Parts of the exercise
(A) Answer these questions from the text excerpt on mcp-scan, one line per answer, marked like the questions.
(i) What does scan mode inspect?
(ii) What does proxy mode intercept and monitor?
(iii) What do earlier tools like mcp-scanner focus on?
(B) Extend the text excerpt on mcp-scan from the point where it stops.

Text excerpt
MCP provides a structured way for AI agents to talk to external tools and data sources, but those tools often sit behind opaque configuration files and hidden network flows. Misconfigured MCP servers can expose shell access, code execution, data exfiltration paths, or stealthy prompt-injection chains. mcp-scan addresses this by offering two modes:

  • Scan mode to inspect MCP configurations on disk and highlight risky tool definitions.
  • Proxy mode to intercept and monitor live MCP traffic between an agent and its servers.

Where earlier tools like mcp-scanner focus on batch scanning of endpoints and configs, mcp-scan adds continuous, real-time visibility into agent behaviour.

Features

  • Automatic MCP discovery: locates MCP client and server configs for common agent environments and scans them for risky settings.
  • Prompt-injection and tool-poisoning checks: inspect tool definitions and flows that may allow untrusted prompts or malicious tools to influence the agent.

Data extracts
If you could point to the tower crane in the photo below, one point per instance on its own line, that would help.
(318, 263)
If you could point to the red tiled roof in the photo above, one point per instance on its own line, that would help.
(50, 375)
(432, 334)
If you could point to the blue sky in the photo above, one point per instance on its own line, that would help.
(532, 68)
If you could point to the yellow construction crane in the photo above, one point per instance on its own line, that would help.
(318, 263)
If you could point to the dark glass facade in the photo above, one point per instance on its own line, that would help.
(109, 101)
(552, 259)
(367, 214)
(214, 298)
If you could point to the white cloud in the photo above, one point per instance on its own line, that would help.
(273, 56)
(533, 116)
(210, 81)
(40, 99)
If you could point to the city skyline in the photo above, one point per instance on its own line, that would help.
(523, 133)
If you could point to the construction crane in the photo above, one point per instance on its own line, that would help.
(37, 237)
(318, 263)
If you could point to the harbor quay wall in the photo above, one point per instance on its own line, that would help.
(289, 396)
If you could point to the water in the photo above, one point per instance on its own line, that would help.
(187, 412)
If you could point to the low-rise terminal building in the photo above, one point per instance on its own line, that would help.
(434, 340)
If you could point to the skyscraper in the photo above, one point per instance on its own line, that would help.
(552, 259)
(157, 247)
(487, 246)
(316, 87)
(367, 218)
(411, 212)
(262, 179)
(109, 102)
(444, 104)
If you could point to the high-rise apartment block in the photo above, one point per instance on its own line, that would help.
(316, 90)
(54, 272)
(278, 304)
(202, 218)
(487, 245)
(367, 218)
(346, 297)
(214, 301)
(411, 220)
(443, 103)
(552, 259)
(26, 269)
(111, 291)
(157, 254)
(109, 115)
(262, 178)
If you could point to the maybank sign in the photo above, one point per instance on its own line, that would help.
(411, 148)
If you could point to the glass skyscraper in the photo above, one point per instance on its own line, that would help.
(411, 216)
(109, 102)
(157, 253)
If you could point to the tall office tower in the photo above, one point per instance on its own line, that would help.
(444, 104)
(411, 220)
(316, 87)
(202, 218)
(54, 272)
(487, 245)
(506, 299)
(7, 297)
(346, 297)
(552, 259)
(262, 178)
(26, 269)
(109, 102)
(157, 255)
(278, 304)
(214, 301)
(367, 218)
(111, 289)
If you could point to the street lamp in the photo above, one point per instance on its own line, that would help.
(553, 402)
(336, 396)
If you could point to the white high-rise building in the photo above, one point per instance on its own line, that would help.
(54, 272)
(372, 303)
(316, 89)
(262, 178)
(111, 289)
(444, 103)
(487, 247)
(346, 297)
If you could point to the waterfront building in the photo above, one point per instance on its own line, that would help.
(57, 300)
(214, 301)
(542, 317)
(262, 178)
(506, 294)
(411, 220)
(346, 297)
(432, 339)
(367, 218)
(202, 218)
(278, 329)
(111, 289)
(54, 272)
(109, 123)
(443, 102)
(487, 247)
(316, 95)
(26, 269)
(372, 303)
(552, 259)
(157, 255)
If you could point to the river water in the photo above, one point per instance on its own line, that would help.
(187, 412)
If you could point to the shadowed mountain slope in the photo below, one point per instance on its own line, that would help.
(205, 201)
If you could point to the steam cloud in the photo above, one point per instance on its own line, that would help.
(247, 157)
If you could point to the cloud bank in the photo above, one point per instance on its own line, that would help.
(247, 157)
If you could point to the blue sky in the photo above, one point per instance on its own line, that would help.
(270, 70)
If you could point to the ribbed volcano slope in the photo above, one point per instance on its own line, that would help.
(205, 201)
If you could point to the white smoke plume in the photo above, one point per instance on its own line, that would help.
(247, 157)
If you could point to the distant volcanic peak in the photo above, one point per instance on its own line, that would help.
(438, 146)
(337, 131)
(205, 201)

Answers given
(A)
(i) MCP configurations on disk.
(ii) Live MCP traffic between an agent and its servers.
(iii) Batch scanning of endpoints and configs.

(B)
  • Dynamic proxy mode: runs as a man-in-the-middle, relaying traffic while logging every tool invocation, argument, and response.
  • Guardrail policies: use YAML-defined rules to block or allow tool calls, detect secrets and PII, and filter tool output by content patterns.
  • Audit-ready logging: records traffic and guardrail events for later investigation, hunting, and replay.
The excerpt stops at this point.